Records for this task
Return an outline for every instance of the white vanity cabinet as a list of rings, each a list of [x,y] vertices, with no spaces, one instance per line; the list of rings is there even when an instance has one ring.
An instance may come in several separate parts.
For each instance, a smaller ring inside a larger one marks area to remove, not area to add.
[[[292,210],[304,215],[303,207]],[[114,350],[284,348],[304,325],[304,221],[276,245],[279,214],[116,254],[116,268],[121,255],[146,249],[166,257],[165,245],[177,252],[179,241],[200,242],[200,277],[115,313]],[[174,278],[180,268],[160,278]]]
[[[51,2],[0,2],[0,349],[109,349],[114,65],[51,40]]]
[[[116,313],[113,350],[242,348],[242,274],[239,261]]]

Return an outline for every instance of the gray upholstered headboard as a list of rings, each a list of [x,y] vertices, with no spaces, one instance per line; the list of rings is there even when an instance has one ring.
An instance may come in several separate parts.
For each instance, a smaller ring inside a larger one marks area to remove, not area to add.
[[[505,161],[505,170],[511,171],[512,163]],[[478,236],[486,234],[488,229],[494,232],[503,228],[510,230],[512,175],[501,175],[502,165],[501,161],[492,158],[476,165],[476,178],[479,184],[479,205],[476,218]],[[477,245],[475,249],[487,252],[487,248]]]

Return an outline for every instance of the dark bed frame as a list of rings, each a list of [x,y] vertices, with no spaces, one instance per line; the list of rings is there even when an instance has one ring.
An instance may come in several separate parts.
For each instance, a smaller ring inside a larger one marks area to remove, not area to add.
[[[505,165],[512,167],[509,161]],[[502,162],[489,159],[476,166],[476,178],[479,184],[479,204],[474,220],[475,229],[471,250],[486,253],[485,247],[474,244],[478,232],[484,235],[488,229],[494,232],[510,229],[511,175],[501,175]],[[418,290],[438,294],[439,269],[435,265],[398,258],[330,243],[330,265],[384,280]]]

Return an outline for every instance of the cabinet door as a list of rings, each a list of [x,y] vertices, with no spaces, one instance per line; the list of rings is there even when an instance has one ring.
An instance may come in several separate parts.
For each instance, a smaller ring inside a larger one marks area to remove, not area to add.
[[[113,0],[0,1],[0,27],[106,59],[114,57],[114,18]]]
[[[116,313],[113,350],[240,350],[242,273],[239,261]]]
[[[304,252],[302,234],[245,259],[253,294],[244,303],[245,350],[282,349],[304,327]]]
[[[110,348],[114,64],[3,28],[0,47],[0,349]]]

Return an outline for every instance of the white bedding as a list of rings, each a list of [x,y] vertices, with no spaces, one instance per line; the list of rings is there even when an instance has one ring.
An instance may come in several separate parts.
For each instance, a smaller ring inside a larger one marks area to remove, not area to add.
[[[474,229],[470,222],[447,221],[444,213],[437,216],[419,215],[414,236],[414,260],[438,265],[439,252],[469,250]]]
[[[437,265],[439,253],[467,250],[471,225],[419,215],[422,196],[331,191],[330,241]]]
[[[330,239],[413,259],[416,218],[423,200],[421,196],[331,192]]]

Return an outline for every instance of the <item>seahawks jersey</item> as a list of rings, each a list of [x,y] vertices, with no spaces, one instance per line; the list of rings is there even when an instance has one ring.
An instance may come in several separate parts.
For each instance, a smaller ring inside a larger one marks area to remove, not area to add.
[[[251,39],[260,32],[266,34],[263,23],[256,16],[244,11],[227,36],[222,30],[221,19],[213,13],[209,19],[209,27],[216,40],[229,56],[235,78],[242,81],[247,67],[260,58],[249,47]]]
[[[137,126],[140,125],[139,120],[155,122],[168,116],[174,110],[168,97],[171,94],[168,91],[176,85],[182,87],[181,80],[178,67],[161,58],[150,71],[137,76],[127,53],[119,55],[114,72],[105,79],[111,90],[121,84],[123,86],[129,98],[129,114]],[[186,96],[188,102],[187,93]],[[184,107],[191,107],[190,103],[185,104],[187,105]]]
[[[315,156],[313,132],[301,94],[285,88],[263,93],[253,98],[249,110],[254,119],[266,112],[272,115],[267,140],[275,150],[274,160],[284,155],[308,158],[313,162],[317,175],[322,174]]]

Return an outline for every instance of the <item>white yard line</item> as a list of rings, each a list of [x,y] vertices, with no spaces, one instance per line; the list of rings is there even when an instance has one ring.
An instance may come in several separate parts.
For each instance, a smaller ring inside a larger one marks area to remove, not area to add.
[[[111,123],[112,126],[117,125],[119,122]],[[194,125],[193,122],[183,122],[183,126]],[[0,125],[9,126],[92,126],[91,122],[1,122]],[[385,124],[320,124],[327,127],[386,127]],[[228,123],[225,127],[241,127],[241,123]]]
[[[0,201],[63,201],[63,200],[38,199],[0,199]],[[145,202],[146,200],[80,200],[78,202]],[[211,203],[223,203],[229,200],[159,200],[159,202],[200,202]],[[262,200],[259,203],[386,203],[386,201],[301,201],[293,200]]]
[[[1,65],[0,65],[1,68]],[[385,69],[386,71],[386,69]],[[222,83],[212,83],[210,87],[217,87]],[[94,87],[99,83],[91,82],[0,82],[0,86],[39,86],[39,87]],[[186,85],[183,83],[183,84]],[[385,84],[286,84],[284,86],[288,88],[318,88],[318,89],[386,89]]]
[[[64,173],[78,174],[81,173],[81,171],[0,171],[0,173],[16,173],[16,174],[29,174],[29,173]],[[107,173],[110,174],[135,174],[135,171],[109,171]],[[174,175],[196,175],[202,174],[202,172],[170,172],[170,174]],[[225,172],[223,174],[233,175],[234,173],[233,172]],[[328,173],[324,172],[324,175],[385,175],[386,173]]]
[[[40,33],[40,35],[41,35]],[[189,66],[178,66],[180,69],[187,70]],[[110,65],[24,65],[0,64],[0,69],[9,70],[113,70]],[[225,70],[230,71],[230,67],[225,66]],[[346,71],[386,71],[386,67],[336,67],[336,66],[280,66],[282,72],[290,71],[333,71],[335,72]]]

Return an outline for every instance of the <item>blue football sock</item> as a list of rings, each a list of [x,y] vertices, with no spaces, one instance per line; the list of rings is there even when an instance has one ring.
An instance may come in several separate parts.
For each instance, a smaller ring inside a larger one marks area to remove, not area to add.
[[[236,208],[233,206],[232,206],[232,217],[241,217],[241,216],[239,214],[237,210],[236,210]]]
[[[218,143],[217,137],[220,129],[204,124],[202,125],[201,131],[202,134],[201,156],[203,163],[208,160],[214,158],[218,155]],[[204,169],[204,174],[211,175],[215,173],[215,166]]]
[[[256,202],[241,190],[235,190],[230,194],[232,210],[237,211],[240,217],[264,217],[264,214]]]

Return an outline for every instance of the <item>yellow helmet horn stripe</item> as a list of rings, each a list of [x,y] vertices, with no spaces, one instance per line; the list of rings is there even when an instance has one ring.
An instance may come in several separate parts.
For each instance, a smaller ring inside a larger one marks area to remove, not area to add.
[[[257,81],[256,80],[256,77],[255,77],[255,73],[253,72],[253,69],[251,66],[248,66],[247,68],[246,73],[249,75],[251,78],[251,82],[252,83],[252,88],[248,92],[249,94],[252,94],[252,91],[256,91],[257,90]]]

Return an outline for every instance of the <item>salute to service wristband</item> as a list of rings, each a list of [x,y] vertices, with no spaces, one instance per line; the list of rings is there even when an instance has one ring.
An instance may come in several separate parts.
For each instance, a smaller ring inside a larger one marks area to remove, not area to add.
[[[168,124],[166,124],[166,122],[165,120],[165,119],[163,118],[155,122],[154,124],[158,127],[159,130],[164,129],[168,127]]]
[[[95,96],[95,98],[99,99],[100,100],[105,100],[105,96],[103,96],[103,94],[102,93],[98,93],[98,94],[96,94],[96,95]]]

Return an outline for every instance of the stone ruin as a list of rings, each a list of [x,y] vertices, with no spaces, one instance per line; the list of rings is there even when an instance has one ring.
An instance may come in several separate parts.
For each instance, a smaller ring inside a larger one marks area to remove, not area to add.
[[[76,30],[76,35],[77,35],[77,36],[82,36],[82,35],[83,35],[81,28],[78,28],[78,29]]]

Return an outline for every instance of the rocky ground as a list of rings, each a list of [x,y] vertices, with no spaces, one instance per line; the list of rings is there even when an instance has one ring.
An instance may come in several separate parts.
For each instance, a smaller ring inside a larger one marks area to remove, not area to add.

Description of the task
Which of the lines above contain the string "cabinet", with case counting? Report each of them in full.

Response for this exercise
Return an outline for every instance of the white vanity cabinet as a list of rings, each a list of [x,y] vertices, with no spaces, one instance per line; the list of rings is there even when an instance has one ring.
Return an outline for every instance of the cabinet door as a list of rings, each a list of [x,y] vertices, with no spaces, one instance per line; the list of rings is there even when an instance has one ring.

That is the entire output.